Filming took place on a sound stage for two weeks, and then on specific locations for the rest of the shoot, including Eureka, California. The tea room scenes were shot in the Herald Examiner Building in Los Angeles.

The film is highly stylized with elaborate set and costume design and a color palette to match the aesthetic of a 1960s Technicolor film. Although the film emulates a 1960s look, the story is set in the present day and features modern cars and mobile phones. One of Biller's stated goals is to bring "female glamor" back to films, and she believes that including stylish, detailed sets and props will fulfill women's fantasies rather than men's, and give viewers more to look at on screen, rather than focusing their attention on the female characters as sexual objects. Anna Biller designed the sets and costumes to emulate the style of classic Hollywood films, a years-long process that involved searching for the necessary vintage furniture at salvage stores or creating it herself if she couldn't find one. For example, it took Biller 6 months to make Elaine's pentagram rug from scratch. Costume design was treated the same way: Biller found vintage pieces that worked well for the film, such as Gunne Sax dresses from the '60s and '70s, but many important pieces she had to make herself. In some cases, she found vintage clothing with fabric in colors that isn't sold anymore to rebuild as needed, in other cases she made pieces from scratch. She spent over a year working full-time designing and building the Renaissance costumes for the mock wedding scene.

### Data segment
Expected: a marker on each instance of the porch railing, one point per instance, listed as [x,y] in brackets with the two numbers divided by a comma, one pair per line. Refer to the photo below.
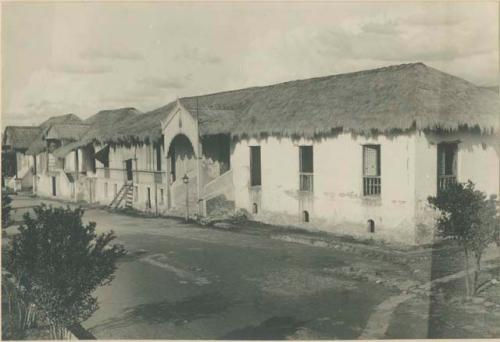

### Requirement
Translate this sentence from the text on the film's production into Spanish: "For example, it took Biller 6 months to make Elaine's pentagram rug from scratch."

### Response to this exercise
Por ejemplo, a Biller le llevó 6 meses hacer desde cero la alfombra con pentagrama de Elaine.